> [SELECTION]
# Classical Machine Learning

In case you do not dispose from a local environment please launch this repository from 

[![Binder](https://mybinder.org/badge_logo.svg)](https://mybinder.org/v2/gh/Talan-TechForData/datascience-solutions/HEAD?labpath=problem.ipynb) 
[![Colab](https://colab.research.google.com/assets/colab-badge.svg)](https://colab.research.google.com/github/Talan-TechForData/datascience-solutions/blob/main/1_exploratory_data_analysis/taxinyc_analysis/problem.ipynb)

## Situational description 

In this case we consider a classical dataset describing blood transfusions.

In [None]:
%pip install pandas matplotlib scikit-learn tensorflow seaborn

Here's a description of the features in this dataset:

1. **age**: The age of the individual. This is a numerical feature indicating how old the person is.

2. **education-num**: The number of years of education the individual has completed. This is a numerical feature representing educational attainment.

3. **capital-gain**: The capital gains of the individual, which is a numerical feature indicating income from investment profits.

4. **capital-loss**: The capital losses of the individual, which is a numerical feature indicating losses from investments.

5. **hours-per-week**: The number of hours the individual works per week. This is a numerical feature representing workload.

6. **class**: The target variable indicating whether the individual's income exceeds $50K per year. This is a categorical feature with two possible values:
   - `<=50K`: The individual earns $50,000 or less per year.
   - `>50K`: The individual earns more than $50,000 per year.

In [None]:
import pandas as pd

adult_census = pd.read_csv(
    'https://raw.githubusercontent.com/INRIA/scikit-learn-mooc/main/datasets/adult-census-numeric-all.csv',
)
adult_census.head()

1. In this case what kind of problems can be solved with this dataset via ML?

2. Consider the following piece of code. Explain what the piece of code does and the conclusions this might bring

In [None]:
import seaborn as sns

sns.pairplot(adult_census.sample(4000), hue='class')

The exploratory analysis with the pairplot indicates that:

 - Income has two big modalities of income 
 - Hours per week have a wider spread in the case of hours-per-week
 - The data does not show explicit linear relationships so it regular linear regressors might under perform.

> [WRITTEN REQUEST A] Write down the notebook's text starting at "2. Consider the" and ending at "sns.pairplot(adult_census.sample(4000), hue='class')".
The records have no connection to the notebook.

> [ROWS]
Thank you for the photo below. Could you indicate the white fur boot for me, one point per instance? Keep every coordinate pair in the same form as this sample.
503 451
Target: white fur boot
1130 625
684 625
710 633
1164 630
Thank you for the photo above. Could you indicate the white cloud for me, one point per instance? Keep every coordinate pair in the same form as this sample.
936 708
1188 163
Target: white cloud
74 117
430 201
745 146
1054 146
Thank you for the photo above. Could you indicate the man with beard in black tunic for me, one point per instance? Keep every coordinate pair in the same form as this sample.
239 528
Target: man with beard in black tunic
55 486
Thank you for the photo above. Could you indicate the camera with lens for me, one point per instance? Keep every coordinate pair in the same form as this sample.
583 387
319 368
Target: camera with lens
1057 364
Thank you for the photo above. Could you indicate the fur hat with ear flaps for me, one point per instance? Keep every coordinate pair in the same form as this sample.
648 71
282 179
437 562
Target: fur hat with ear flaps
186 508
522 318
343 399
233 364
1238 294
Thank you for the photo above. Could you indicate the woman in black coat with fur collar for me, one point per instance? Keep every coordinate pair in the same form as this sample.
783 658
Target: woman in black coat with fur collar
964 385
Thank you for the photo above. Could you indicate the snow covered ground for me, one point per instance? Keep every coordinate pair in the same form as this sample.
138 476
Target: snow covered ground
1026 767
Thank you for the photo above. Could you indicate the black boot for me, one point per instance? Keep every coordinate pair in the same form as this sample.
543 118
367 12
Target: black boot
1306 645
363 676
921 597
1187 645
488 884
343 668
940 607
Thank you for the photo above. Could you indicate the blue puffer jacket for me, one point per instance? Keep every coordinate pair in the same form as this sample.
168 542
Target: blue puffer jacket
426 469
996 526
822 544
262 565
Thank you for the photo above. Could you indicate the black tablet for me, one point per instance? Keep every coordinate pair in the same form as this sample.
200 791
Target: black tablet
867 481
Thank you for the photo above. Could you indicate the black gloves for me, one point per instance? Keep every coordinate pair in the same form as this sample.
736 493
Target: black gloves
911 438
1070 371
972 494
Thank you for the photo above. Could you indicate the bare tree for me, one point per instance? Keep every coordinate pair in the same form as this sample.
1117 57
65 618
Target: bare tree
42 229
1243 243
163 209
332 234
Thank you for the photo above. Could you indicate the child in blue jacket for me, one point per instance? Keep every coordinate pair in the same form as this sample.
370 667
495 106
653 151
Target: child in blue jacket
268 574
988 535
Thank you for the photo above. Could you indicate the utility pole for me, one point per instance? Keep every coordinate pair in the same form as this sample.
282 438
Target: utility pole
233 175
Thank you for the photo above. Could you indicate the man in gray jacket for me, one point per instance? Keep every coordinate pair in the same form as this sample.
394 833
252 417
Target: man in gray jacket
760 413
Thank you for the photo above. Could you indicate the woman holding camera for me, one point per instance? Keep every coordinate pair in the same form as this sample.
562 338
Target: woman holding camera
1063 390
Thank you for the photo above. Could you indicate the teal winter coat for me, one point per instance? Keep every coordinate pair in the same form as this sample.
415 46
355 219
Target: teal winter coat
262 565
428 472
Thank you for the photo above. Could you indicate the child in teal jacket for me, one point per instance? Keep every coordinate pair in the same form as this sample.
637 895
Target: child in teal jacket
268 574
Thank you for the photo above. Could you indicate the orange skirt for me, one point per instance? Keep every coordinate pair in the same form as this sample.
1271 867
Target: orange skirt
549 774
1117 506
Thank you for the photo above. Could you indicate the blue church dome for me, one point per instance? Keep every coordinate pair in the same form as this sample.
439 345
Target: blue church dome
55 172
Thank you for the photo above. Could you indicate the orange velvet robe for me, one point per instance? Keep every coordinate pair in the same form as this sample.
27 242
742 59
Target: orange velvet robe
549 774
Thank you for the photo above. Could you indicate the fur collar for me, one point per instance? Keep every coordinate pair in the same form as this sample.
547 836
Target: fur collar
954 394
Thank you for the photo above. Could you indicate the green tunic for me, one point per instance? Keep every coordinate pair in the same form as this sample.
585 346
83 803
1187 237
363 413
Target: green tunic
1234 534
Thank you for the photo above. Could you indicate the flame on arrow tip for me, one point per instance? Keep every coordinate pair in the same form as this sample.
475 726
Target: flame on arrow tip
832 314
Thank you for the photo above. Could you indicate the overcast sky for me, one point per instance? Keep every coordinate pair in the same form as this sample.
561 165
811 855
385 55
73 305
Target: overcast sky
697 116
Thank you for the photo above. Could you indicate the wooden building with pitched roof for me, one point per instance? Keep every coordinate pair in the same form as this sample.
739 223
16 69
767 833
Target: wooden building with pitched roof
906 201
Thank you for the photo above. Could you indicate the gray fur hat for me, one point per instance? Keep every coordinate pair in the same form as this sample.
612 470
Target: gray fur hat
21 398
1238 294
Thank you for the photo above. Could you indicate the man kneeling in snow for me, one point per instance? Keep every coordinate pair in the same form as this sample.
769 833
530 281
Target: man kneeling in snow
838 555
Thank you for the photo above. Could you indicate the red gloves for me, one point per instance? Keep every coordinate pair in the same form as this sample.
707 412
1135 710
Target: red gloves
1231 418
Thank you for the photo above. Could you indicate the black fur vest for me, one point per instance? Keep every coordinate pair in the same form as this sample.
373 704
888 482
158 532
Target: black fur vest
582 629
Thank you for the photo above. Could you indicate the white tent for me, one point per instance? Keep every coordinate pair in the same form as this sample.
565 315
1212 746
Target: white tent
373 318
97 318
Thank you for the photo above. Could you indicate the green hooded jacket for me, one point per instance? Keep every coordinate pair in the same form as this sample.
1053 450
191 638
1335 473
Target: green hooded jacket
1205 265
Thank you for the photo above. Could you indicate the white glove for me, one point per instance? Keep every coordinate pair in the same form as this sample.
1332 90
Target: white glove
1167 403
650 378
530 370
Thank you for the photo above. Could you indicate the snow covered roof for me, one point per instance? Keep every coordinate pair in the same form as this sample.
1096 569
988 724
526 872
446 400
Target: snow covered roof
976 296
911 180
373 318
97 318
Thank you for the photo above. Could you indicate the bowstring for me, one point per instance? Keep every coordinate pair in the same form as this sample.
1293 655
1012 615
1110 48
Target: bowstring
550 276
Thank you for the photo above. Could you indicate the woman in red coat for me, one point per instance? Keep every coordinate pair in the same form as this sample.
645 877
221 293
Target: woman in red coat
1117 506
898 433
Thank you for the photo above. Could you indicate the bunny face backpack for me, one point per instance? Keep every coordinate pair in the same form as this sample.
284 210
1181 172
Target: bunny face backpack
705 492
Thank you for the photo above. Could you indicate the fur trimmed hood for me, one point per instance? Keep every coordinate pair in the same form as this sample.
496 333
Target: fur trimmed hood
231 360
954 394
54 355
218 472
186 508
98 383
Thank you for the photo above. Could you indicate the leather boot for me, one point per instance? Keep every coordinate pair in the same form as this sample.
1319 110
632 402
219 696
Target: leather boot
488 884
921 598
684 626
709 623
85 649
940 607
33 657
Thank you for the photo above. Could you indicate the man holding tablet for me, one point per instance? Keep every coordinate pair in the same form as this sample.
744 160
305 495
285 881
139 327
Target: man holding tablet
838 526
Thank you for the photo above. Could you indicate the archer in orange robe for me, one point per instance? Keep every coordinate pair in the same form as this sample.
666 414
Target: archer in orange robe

> [WRITTEN REQUEST B] List every line of the records that contains the word "tent".

> [OUTPUT A]
2. Consider the following piece of code. Explain what the piece of code does and the conclusions this might bring

In [None]:
import seaborn as sns

sns.pairplot(adult_census.sample(4000), hue='class')

> [OUTPUT B]
Thank you for the photo above. Could you indicate the white tent for me, one point per instance? Keep every coordinate pair in the same form as this sample.
Target: white tent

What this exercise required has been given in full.